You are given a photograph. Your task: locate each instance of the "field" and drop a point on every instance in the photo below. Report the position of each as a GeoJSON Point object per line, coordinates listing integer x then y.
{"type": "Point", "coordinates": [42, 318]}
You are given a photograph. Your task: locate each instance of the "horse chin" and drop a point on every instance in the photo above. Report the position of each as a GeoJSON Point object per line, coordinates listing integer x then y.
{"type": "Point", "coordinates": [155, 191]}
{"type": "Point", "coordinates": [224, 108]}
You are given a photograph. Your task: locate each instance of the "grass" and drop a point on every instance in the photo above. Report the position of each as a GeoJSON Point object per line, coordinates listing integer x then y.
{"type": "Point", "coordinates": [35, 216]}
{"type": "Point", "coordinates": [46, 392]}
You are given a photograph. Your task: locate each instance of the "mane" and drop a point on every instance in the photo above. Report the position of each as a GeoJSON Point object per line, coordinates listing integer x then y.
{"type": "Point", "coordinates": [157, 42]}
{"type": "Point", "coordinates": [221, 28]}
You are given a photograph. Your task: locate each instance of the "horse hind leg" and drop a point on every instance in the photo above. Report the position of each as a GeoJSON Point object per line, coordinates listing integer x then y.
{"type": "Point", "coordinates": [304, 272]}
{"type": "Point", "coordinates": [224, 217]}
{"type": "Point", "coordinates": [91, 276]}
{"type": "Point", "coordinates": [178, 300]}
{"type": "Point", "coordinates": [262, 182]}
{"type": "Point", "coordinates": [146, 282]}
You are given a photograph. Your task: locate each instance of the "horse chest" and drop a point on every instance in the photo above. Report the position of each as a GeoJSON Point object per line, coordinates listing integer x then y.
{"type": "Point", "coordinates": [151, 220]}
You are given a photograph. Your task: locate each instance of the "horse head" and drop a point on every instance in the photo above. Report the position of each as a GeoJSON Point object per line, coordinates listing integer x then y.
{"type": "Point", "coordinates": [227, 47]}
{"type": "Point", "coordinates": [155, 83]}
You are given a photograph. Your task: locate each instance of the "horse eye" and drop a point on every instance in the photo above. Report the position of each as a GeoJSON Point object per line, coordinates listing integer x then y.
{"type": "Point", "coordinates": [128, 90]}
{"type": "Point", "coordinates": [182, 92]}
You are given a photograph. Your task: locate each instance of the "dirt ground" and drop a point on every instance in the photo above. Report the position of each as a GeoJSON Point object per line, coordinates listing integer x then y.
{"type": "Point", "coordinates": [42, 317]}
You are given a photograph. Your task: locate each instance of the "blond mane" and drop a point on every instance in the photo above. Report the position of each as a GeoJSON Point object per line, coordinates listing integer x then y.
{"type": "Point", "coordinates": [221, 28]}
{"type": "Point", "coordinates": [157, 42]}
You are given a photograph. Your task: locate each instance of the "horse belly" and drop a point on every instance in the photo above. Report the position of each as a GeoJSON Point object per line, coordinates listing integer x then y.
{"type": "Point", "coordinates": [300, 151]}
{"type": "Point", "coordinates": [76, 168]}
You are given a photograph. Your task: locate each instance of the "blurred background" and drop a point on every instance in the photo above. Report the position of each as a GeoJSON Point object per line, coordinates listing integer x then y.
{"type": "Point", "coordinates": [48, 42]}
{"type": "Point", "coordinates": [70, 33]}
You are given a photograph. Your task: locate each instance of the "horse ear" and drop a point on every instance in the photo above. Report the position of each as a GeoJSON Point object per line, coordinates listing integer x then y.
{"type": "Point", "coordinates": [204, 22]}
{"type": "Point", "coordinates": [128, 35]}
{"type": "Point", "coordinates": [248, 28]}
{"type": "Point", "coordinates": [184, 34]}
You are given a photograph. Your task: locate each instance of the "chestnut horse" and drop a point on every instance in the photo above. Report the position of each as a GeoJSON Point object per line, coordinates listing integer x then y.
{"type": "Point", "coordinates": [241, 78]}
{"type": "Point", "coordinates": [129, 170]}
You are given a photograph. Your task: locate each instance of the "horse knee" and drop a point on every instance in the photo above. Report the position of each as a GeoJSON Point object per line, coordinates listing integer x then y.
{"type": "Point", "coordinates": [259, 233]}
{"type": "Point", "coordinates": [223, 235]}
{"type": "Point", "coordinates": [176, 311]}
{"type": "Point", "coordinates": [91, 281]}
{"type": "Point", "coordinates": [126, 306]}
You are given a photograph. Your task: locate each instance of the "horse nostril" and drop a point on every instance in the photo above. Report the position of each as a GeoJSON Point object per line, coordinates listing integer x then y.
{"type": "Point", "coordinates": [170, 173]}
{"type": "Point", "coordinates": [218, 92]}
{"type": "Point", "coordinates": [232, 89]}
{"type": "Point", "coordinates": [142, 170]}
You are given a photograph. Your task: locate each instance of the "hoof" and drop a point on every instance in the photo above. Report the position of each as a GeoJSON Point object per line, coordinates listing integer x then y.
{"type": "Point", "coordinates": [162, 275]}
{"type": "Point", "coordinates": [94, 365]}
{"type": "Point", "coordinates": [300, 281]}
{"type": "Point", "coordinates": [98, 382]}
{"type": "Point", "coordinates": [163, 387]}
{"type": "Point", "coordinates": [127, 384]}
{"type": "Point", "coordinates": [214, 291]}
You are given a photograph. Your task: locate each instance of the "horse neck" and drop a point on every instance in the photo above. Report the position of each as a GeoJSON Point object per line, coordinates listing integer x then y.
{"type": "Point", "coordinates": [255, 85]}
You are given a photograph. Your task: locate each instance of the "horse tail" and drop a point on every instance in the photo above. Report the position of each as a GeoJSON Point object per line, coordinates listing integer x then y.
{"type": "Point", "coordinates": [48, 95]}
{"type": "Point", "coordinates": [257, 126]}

--------------------------------

**Task instructions:**
Repeat each line of the data exactly as it appears above.

**Reply:**
You are given a photograph. Your task: locate each instance of the "field" and drop a point on every instance in the photo below. Report the position of each as a GeoJSON Point object per line, coordinates listing integer x then y.
{"type": "Point", "coordinates": [42, 318]}
You are given a photograph. Your task: locate each instance of the "horse chin" and drop a point on every instance in the photo above. Report the position of each as a GeoJSON Point object per line, coordinates listing integer x then y.
{"type": "Point", "coordinates": [155, 191]}
{"type": "Point", "coordinates": [224, 108]}
You are given a photograph. Your task: locate each instance of the "grass" and drop a point on every instance in the photo above. Report the position of each as a GeoJSON Point object per line, coordinates listing integer x then y.
{"type": "Point", "coordinates": [35, 216]}
{"type": "Point", "coordinates": [46, 392]}
You are given a photograph. Your task: locate each instance of the "mane" and drop a point on every instance in the photo above. Report the position of each as a GeoJSON Point object per line, coordinates listing integer x then y.
{"type": "Point", "coordinates": [157, 42]}
{"type": "Point", "coordinates": [221, 28]}
You are given a photograph. Your task: locate each instance of the "horse hind leg" and drop a point on every instance in the photo above. Report the position of each as a GeoJSON Point object per line, coordinates listing integer x then y.
{"type": "Point", "coordinates": [304, 272]}
{"type": "Point", "coordinates": [224, 217]}
{"type": "Point", "coordinates": [91, 276]}
{"type": "Point", "coordinates": [178, 300]}
{"type": "Point", "coordinates": [262, 182]}
{"type": "Point", "coordinates": [146, 282]}
You are given a photograph. Your task: locate each instance of the "horse chest" and drop a point on every instance in the photo above. Report the position of each as a GeoJSON Point object per line, coordinates listing integer x then y.
{"type": "Point", "coordinates": [151, 220]}
You are given a photograph. Your task: locate each instance of the "horse head" and drop a point on every instance in the photo above. Report the position of each as a GeoJSON Point object per line, coordinates listing integer x then y.
{"type": "Point", "coordinates": [227, 47]}
{"type": "Point", "coordinates": [155, 83]}
You are given a photograph. Your task: locate each instance of the "horse eye" and drop a point on every instance in the photo above. Report the position of each as a GeoJSON Point object per line, coordinates listing integer x then y.
{"type": "Point", "coordinates": [128, 90]}
{"type": "Point", "coordinates": [182, 92]}
You are given a photograph. Your task: locate each instance of the "dirt ground" and drop a point on every instance in the photo above. Report the position of each as a GeoJSON Point object per line, coordinates listing integer x then y.
{"type": "Point", "coordinates": [42, 317]}
You are given a photograph. Your task: locate each instance of the "blond mane" and drop a point on every instance in the photo above. Report the position of each as a GeoJSON Point object per line, coordinates listing integer x then y.
{"type": "Point", "coordinates": [221, 28]}
{"type": "Point", "coordinates": [157, 42]}
You are given a photograph. Your task: locate each instance of the "horse belly" and drop a point on every instance in the photo above. Report the position of each as a GeoJSON Point object per line, coordinates listing integer x then y.
{"type": "Point", "coordinates": [300, 151]}
{"type": "Point", "coordinates": [76, 168]}
You are given a photograph. Your task: locate each instance of the "blurred background" and drop a point on every instance in the photo above. Report the position of each as a GeoJSON Point object per line, coordinates listing integer x then y.
{"type": "Point", "coordinates": [48, 42]}
{"type": "Point", "coordinates": [70, 33]}
You are given a photograph. Your task: locate each instance of the "horse ear" and drop a point on every instance in the photo above. Report the position of each as a GeoJSON Point object per line, coordinates listing integer x then y.
{"type": "Point", "coordinates": [204, 22]}
{"type": "Point", "coordinates": [128, 35]}
{"type": "Point", "coordinates": [248, 28]}
{"type": "Point", "coordinates": [184, 34]}
You are given a photograph. Your task: locate each instance of the "chestnut horse" and drop a point on every instance in the photo above. Report the position of each as a GeoJSON Point object per line, coordinates listing integer x then y.
{"type": "Point", "coordinates": [241, 78]}
{"type": "Point", "coordinates": [129, 170]}
You are given a photograph. Your task: locate each instance of the "horse knee" and drop a point on every instance in the photo above. Report the position of each as a GeoJSON Point object per line, coordinates listing integer x then y.
{"type": "Point", "coordinates": [259, 233]}
{"type": "Point", "coordinates": [223, 235]}
{"type": "Point", "coordinates": [176, 311]}
{"type": "Point", "coordinates": [91, 281]}
{"type": "Point", "coordinates": [126, 306]}
You are given a photograph. Your task: locate each instance of the "horse nostril" and drop a point on every instance in the photo above. Report the position of each as a GeoJSON Point object per line, coordinates listing integer x then y.
{"type": "Point", "coordinates": [170, 173]}
{"type": "Point", "coordinates": [218, 92]}
{"type": "Point", "coordinates": [232, 89]}
{"type": "Point", "coordinates": [142, 170]}
You are given a photograph. Your task: locate each instance of the "hoof" and drop a point on every instance in the photo above. Report the position of each as a GeoJSON Point object per line, coordinates listing integer x then y.
{"type": "Point", "coordinates": [162, 275]}
{"type": "Point", "coordinates": [94, 365]}
{"type": "Point", "coordinates": [300, 281]}
{"type": "Point", "coordinates": [98, 382]}
{"type": "Point", "coordinates": [163, 387]}
{"type": "Point", "coordinates": [127, 384]}
{"type": "Point", "coordinates": [214, 291]}
You are given a photograph. Your task: locate each instance of the "horse neck" and drop a point on every instance in the photo above. Report the position of each as a GeoJSON Point object per line, coordinates listing integer x then y.
{"type": "Point", "coordinates": [255, 85]}
You are given a photograph. Your task: locate each instance of the "horse tail" and drop a point on every instance in the photo above. Report the position of each as a GeoJSON Point object per line, coordinates listing integer x then y.
{"type": "Point", "coordinates": [48, 95]}
{"type": "Point", "coordinates": [257, 126]}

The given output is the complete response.